--- DIRECTIVE ---
Transcribe all of the material exactly.
=== SUPPLIED DATA ===
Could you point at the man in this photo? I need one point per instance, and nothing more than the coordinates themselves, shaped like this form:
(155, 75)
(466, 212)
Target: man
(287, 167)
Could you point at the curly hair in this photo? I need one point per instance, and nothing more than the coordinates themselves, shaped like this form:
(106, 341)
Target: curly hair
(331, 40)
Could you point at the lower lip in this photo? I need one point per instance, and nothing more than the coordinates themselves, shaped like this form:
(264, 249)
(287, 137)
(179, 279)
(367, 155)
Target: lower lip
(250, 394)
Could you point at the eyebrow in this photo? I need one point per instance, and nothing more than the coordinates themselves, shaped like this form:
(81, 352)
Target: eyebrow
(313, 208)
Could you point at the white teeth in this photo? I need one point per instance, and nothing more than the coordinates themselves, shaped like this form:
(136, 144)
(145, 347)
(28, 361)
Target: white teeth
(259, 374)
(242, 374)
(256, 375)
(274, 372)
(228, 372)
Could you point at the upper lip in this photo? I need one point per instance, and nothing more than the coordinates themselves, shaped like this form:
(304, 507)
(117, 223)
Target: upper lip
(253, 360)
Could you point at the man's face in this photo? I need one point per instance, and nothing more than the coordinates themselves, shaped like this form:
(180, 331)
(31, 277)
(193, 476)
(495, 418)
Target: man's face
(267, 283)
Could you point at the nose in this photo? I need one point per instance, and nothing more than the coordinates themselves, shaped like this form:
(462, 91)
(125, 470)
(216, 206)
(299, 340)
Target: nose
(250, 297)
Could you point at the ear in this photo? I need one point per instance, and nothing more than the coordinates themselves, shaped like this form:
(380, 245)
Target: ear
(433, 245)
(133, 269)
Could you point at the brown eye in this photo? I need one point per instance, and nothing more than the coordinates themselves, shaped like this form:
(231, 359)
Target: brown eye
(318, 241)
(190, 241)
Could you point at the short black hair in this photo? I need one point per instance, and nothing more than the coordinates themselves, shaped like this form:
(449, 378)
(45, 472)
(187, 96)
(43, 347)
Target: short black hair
===
--- COMPLETED TASK ---
Could you point at the man in this photo? I need one point per instance, and nothing more than the coordinates themselves, shaped like this form:
(155, 75)
(466, 212)
Target: man
(287, 167)
Could you point at the curly hair in this photo? I need one point per instance, and nothing more than the coordinates themselves, shaped like this form:
(106, 341)
Target: curly hair
(331, 40)
Could you point at the lower lip in this photo? I need one point per instance, and nothing more than the coordinates themselves, shaped like this form:
(264, 249)
(287, 137)
(179, 279)
(367, 155)
Target: lower lip
(250, 394)
Could you point at the eyebrow in this photo? I need one point per instance, and nothing more than the coordinates themselves, shaped like this form:
(81, 352)
Target: eyebrow
(313, 208)
Could you point at the white teeth in this photo? I need one point per instance, and nothing more than the coordinates themselves, shaped like this form:
(136, 144)
(145, 347)
(28, 361)
Target: white teeth
(259, 374)
(242, 374)
(256, 375)
(274, 372)
(228, 372)
Could you point at the upper lip in this photo? I need one point per instance, and nothing more than the coordinates themselves, shaped like this form:
(304, 507)
(117, 223)
Target: upper lip
(253, 360)
Could you point at the man's face in this photo? I need one point per instance, and nothing more than the coordinates themselves, shaped like this form:
(180, 331)
(31, 277)
(193, 476)
(495, 418)
Target: man's face
(267, 283)
Could you point at the nose in this photo? I need one point per instance, and nothing more than the coordinates themselves, shaped like this form:
(462, 91)
(125, 470)
(216, 206)
(299, 340)
Target: nose
(250, 297)
Could you point at the ear in this photo? I need one point per instance, and nothing more than the coordinates themselves, shaped like this form:
(380, 245)
Target: ear
(433, 245)
(133, 269)
Could you point at the brown eye in this photo? I need one point per instance, and nothing more than the coordinates themselves, shaped like this form:
(231, 359)
Target: brown eye
(318, 241)
(190, 241)
Could you point at the short black hair in this photo? I need one point per instance, and nothing more than the coordinates themselves, shaped like this form:
(449, 378)
(45, 472)
(187, 96)
(43, 347)
Target: short black hair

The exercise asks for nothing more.